▶ [GIVEN INSTRUCTION]:
Write out, word for word, only the lines from the one containing "# point at: scattered granola" through the final line of the data.

START

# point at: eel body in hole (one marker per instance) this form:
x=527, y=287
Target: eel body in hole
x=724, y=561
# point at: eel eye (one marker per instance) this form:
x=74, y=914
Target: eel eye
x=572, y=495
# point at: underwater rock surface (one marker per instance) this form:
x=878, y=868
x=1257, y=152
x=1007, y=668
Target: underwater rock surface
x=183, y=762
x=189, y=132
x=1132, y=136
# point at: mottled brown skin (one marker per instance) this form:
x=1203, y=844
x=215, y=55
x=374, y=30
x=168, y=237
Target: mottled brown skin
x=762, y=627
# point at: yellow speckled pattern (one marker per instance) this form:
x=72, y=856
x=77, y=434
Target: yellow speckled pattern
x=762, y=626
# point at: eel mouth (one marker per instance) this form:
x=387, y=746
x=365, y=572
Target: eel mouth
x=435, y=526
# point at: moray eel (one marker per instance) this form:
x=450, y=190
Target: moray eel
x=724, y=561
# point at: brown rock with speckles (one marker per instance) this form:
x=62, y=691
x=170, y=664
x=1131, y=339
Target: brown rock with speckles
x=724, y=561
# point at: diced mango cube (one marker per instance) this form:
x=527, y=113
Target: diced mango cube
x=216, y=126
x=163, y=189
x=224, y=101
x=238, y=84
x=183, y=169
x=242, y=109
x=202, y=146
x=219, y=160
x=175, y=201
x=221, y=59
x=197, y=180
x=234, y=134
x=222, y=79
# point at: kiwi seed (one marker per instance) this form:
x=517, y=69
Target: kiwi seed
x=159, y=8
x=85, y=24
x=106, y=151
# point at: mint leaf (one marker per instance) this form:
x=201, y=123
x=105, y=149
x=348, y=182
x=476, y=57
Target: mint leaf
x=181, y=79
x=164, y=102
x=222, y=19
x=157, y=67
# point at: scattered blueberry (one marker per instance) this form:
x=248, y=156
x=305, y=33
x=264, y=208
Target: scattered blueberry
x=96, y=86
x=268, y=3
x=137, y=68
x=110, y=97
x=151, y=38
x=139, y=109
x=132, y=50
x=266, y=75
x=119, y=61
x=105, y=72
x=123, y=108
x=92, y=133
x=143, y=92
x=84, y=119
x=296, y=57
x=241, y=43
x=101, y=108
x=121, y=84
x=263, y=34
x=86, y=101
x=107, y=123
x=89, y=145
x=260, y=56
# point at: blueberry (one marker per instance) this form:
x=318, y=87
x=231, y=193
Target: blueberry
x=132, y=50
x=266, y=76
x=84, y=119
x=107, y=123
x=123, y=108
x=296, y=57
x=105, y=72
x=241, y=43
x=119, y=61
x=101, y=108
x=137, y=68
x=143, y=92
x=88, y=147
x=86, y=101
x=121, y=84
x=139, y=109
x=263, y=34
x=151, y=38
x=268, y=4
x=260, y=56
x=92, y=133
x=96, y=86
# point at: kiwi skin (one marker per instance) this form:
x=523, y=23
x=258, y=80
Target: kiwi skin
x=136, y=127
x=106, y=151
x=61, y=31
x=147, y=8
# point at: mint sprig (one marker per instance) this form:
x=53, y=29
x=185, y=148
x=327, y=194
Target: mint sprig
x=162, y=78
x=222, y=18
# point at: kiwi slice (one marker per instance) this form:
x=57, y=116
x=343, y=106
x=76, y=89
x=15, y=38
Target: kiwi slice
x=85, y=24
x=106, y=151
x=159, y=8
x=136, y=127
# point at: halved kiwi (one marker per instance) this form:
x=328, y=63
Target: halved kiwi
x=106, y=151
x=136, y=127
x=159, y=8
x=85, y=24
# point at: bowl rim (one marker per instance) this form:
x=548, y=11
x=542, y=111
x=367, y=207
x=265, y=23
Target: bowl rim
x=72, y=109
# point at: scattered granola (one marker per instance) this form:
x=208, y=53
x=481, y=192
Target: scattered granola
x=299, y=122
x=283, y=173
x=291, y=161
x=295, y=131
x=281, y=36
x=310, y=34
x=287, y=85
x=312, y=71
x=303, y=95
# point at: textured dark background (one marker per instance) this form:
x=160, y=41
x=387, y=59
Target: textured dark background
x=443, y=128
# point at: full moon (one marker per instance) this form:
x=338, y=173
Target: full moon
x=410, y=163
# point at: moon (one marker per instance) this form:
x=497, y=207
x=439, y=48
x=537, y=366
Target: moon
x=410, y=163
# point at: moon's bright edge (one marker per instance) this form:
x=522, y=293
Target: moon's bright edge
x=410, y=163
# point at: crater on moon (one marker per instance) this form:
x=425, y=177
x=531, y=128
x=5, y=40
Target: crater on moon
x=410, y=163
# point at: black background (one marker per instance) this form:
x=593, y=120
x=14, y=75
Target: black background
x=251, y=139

END

▶ [RESPONSE TO THIS TASK]:
# point at: scattered granola (one marker per instance) this form:
x=208, y=53
x=481, y=192
Target: scattered granola
x=299, y=122
x=283, y=173
x=291, y=161
x=295, y=131
x=281, y=36
x=310, y=34
x=287, y=85
x=312, y=71
x=303, y=95
# point at: textured dark background (one marker per instance) this form:
x=160, y=41
x=387, y=59
Target: textured dark background
x=443, y=128
# point at: full moon (one marker per instance) this form:
x=338, y=173
Target: full moon
x=410, y=163
# point at: moon (one marker per instance) this form:
x=497, y=207
x=439, y=48
x=537, y=366
Target: moon
x=410, y=163
# point at: moon's bright edge (one marker per instance) this form:
x=522, y=293
Target: moon's bright edge
x=410, y=163
# point at: crater on moon (one marker per instance) this form:
x=425, y=177
x=531, y=128
x=5, y=40
Target: crater on moon
x=410, y=163
# point at: black background (one marker per instance) this form:
x=593, y=120
x=14, y=75
Target: black background
x=251, y=139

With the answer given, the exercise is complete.